*Provided passage:*
Thursday, April 21, 2016

and I scream from the top of my lungs, what's going on?

Thursday, 04/21/16, 12:22pm

Today's post will probably end up being multi-tasked. I'm starting out typing between bites of my lunch and helping TK make his mini-pizzas. It's one of those totally not necessary things that I indulge him in sometimes. He loves the pizza lunchables. You've seen them before, right?

We only buy them when they're on sale for a $1 each and he doesn't eat them that often. Since we're at home we microwave them, so it's not even something he'll want to bring to school in kindergarten since he has no microwave to use there. He helps use the microwave at home since it's at his level.

TK and I are doing better today as a pair. Still no video games, which is FINE. Although I did allow one show this morning after my appointment and dropping Daddy off at work and a grocery run, a show that was a bit more educational, Word Girl. I needed the break to make sure I could succeed today. And maybe that's when I should have blogged, but really I needed some finish my show from yesterday time.

Today is going to be better. Despite fighting tears on the drive to my appointment, despite almost crying several times in my psychiatrist's office, and despite a couple annoying comments from people in the grocery store.

*Tasks:*
a) Print the blog post word for word, beginning at the words "TK and I are"; stop after "the grocery store.".
b) Proceed with the blog post about a day at home with TK, writing on from after its final sentence.
The listing that comes next is drawn from a separate source.

*Data under study:*

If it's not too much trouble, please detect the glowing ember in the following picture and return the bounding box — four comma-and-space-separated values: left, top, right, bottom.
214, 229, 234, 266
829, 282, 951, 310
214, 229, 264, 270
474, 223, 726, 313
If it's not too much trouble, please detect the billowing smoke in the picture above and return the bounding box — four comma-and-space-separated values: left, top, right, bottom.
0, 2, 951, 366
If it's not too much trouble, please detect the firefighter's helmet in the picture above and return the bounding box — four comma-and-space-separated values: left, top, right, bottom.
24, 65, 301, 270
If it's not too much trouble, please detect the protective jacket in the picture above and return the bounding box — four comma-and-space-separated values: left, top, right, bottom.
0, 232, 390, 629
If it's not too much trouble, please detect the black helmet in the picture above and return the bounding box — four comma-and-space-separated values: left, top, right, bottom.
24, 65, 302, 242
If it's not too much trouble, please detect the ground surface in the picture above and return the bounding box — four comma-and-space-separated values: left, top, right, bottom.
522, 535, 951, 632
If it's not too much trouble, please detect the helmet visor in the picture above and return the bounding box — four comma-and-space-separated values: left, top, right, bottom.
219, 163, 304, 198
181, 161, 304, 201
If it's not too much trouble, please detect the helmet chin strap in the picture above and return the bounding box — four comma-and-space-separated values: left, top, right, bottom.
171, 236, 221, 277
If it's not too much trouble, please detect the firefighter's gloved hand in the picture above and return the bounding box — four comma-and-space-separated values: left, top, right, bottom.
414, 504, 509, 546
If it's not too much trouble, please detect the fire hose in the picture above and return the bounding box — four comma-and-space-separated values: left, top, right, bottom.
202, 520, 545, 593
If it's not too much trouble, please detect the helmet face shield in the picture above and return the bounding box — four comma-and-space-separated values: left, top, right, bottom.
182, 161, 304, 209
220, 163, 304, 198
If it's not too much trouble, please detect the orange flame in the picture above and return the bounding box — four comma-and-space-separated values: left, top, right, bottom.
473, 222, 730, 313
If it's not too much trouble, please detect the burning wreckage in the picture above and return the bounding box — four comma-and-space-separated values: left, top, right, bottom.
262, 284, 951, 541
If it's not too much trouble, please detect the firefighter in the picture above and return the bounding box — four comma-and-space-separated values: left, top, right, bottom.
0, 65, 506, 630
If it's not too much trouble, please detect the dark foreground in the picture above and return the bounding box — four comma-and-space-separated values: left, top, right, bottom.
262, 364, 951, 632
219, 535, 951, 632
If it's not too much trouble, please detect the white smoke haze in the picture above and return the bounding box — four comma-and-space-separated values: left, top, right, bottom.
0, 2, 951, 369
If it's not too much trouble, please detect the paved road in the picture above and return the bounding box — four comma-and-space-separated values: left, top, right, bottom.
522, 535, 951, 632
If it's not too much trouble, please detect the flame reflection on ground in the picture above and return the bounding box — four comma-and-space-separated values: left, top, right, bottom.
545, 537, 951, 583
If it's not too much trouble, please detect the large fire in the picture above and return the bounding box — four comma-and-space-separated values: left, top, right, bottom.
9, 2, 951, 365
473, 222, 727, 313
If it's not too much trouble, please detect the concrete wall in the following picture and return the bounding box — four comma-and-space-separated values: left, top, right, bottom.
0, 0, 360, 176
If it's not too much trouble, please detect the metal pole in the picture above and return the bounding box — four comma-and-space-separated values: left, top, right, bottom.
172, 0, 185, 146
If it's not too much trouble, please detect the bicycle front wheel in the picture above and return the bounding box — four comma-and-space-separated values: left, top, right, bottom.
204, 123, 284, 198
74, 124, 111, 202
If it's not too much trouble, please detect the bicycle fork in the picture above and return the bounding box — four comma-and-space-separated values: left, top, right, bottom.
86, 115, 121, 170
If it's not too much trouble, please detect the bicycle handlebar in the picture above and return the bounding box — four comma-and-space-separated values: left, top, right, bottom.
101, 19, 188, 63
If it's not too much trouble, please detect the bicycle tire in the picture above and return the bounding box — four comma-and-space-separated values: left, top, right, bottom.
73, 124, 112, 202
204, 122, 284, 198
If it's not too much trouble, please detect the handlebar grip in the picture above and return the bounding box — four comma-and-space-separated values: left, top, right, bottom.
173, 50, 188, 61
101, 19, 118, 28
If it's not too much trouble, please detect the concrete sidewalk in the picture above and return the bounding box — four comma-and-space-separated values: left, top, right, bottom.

*Answers to the problems:*
a)
TK and I are doing better today as a pair. Still no video games, which is FINE. Although I did allow one show this morning after my appointment and dropping Daddy off at work and a grocery run, a show that was a bit more educational, Word Girl. I needed the break to make sure I could succeed today. And maybe that's when I should have blogged, but really I needed some finish my show from yesterday time.

Today is going to be better. Despite fighting tears on the drive to my appointment, despite almost crying several times in my psychiatrist's office, and despite a couple annoying comments from people in the grocery store.

b)
Yeah I can't move on without explaining the annoying comments in the grocery store. It started with getting one of those car carts with TK. He wanted the all blue on, which was in the back. I had to move the one in front of it to get it out, but I figured it wasn't a big deal. But then those things are hard to move around- they're big, they're bulky, and they don't turn very well. But TK still likes them and every f-ing grocery store has them, and they're probably worse for spreading germs than the all metal regular carts, but whatever. The lady working at the store ended up helping me move the other cart out of the way and says "they don't even know how indulgent they are, right?" I don't know what I said back, something instinctual with how I socially interact with people I don't know to just nod and smile. But really that was a rather nasty comment! We all know it's not good to be indulgent, and she just managed to insult me and my child with that one statement. So that started off my trip to the store in a grumpy mood. And it's contributing me questioning everything I do with TK today as "am I being too indulgent?" Yeah, probably. Ugh.

Then when we were leaving the store, I was pushing our massive car cart out of the out exit, this other woman thought about going in my way but decided to go through the in entrance. Right as this was happening, I was telling TK "we're good, we're good", and that woman says to us "no, you're not." Again I made some idiotic response back and laughed it off. But seriously, WTF did she mean by that? And who says stuff like that?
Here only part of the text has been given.